▸ **EXERCISE DATA**:
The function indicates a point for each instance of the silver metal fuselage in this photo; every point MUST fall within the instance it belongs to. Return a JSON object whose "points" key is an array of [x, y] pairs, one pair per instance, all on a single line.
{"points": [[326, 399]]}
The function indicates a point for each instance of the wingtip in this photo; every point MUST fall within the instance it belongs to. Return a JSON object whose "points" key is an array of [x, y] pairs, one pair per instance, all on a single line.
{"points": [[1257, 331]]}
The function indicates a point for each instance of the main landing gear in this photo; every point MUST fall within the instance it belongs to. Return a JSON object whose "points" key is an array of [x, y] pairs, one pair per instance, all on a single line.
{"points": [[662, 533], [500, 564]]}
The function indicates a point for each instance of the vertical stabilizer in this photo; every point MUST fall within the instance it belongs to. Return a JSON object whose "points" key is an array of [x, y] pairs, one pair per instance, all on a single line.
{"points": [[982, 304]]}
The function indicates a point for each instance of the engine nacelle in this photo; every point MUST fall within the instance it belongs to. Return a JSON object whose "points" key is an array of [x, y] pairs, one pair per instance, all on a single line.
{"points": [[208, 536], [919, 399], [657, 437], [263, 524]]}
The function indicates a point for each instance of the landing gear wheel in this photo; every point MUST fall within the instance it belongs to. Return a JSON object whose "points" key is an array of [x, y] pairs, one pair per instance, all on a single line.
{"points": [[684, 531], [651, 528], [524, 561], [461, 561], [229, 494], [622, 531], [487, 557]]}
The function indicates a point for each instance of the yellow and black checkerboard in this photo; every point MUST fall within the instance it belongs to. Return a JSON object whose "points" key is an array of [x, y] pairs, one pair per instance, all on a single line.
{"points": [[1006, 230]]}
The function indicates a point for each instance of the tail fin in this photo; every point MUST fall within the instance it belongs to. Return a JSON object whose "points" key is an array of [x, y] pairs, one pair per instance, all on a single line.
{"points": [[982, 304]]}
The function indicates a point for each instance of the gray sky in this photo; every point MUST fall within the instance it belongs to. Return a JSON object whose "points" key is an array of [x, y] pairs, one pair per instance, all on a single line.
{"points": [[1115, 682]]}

▸ **PROBLEM DETAILS**: Return each of the records above word for word, in the same order, without changing anything.

▸ **EXERCISE RESULT**:
The function indicates a point for each instance of the silver metal fuselage in this photo; every point MUST fall within the instance it belongs to. Return a JSON object whose "points" key is an array of [x, y] pairs, one pair per instance, all on a single line.
{"points": [[326, 399]]}
The function indicates a point for each instance of the wingtip in this photo; every point MUST fall within the instance it belongs to. Return a JSON object whose "points" key is an array of [x, y] pairs, one pair per instance, all on a single line.
{"points": [[1257, 331]]}
The function indicates a point for each instance of the main landing gear in this photo; every point MUST fall within the instance it belongs to. Return a JSON object whose "points" key is an array of [x, y] pairs, one pair per instance, all on a single line.
{"points": [[662, 533], [500, 564]]}
The function indicates a point for each instance of the vertical stabilizer in this photo; every point MUST fall within the instance it belongs to. Return a JSON object whose "points" key is an array of [x, y] pairs, one pair per instance, all on a single line.
{"points": [[982, 304]]}
The function indicates a point for each instance of the engine nacelle in this photo; every point MUST fall within the instance it belongs to. Return a JSON object whose "points" key is an array of [x, y] pairs, one pair per instance, all on a single line.
{"points": [[208, 536], [919, 399], [657, 437], [263, 524]]}
The function indicates a point for each instance of the landing gear wheel in this photo; every point MUST fall within the instance it belongs to. Return a JSON object whose "points" key is an array of [x, y] pairs, one pair per instance, all on a single line.
{"points": [[684, 531], [651, 528], [524, 561], [461, 561], [229, 494], [622, 531], [487, 557]]}
The function indicates a point for each instance of the yellow and black checkerboard in this photo; every point MUST fall within the instance it belongs to. Return a JSON object whose "points" key is an array of [x, y] pairs, one pair per instance, all on a single line.
{"points": [[1006, 230]]}
The function indicates a point for each instance of the tail fin in this photo; every point MUST fall within the instance it belongs to. Return a JSON object whose "points" key is an array of [x, y] pairs, one pair per instance, all on a single line.
{"points": [[982, 304]]}
The function indicates a point for each instance of the gray sky in this photo; every point MUST fall within the instance it belongs to. Return a JSON object whose "points" key is an array of [x, y] pairs, one pair per instance, all on a single line.
{"points": [[1115, 682]]}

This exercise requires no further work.